» Aufgabe
Schreib die Zeilen zwischen der Zeile mit "target: **pool water**" und der Zeile mit "19L839 3L774 7ZM392", beide eingeschlossen, als nummerierte Liste ohne Leerzeilen um. Die Bilder lässt du dabei weg.

Einträge zur räumlichen Annotation
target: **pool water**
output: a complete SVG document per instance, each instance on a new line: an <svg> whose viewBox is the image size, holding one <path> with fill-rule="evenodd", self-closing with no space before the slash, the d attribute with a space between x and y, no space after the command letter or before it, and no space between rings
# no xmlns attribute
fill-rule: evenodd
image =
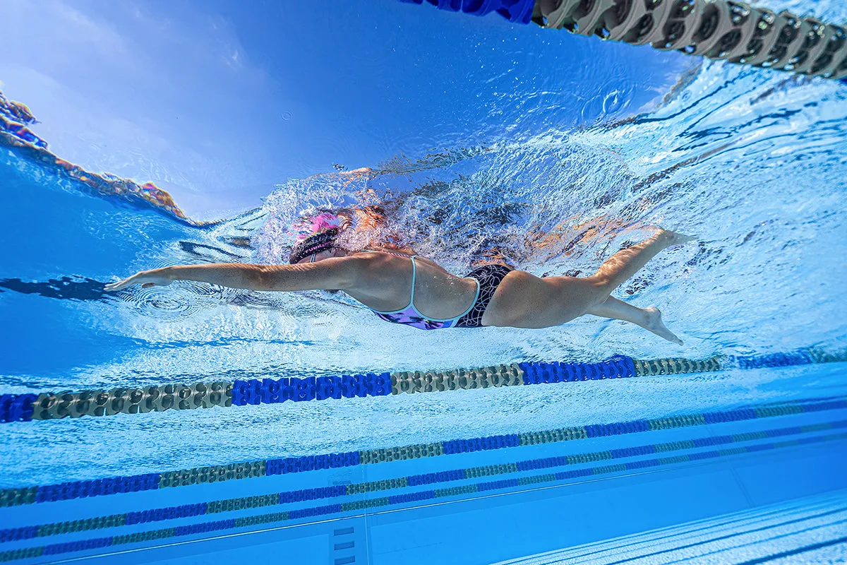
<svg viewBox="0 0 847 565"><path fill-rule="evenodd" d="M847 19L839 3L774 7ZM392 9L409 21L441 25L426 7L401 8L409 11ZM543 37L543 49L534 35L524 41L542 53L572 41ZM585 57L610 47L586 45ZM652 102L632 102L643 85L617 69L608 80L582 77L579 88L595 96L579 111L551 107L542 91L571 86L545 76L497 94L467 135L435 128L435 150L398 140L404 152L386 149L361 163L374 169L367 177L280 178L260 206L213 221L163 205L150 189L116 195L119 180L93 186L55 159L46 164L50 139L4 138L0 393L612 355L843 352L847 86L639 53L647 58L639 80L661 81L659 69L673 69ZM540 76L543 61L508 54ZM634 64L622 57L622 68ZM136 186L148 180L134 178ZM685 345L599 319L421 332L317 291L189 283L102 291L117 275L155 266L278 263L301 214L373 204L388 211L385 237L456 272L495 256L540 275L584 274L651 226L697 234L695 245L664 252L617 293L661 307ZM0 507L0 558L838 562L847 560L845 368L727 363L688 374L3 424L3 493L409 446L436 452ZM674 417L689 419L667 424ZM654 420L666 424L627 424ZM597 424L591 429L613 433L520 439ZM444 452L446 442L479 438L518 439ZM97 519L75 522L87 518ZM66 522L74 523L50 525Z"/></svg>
==
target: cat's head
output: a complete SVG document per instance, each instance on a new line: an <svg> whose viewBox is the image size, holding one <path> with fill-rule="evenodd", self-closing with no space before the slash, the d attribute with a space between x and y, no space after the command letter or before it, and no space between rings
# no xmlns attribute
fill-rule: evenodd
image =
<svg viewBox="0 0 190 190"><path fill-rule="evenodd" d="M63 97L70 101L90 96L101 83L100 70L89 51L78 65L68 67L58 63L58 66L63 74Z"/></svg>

» Richtige Lösung
1. target: **pool water**
2. output: a complete SVG document per instance, each instance on a new line: an <svg> whose viewBox is the image size, holding one <path> with fill-rule="evenodd", self-closing with no space before the slash, the d attribute with a space between x and y, no space after the command letter or before it, and no space between rings
3. # no xmlns attribute
4. fill-rule: evenodd
5. image =
6. <svg viewBox="0 0 847 565"><path fill-rule="evenodd" d="M847 19L839 3L774 7ZM392 9L409 21L441 25L426 7L401 8L409 11ZM543 37L543 49L534 35L524 41L542 53L572 41ZM585 57L610 47L586 45ZM652 102L632 102L643 85L617 69L608 80L582 77L579 88L595 96L579 111L551 107L542 91L571 86L545 76L497 94L467 135L435 128L435 150L398 140L404 152L386 149L361 163L374 169L367 177L280 178L260 206L213 221L163 205L150 189L116 195L119 180L93 186L55 159L46 164L50 139L4 138L0 393L612 355L843 352L847 86L639 53L647 58L639 80L661 81L659 69L673 69ZM540 76L543 61L508 54ZM634 64L622 57L622 68ZM136 186L148 180L134 178ZM685 345L599 319L421 332L317 291L189 283L102 291L117 275L155 266L278 263L301 214L373 204L388 211L385 237L456 272L495 256L540 275L584 274L651 226L697 234L695 245L664 252L617 293L661 307ZM0 507L0 558L838 562L847 560L845 368L727 363L688 374L3 424L3 493L409 446L436 452ZM674 417L689 419L667 424ZM654 420L666 424L627 424ZM597 424L591 429L613 433L520 439ZM444 452L446 442L479 438L518 439ZM97 519L75 522L87 518ZM66 522L74 523L50 525Z"/></svg>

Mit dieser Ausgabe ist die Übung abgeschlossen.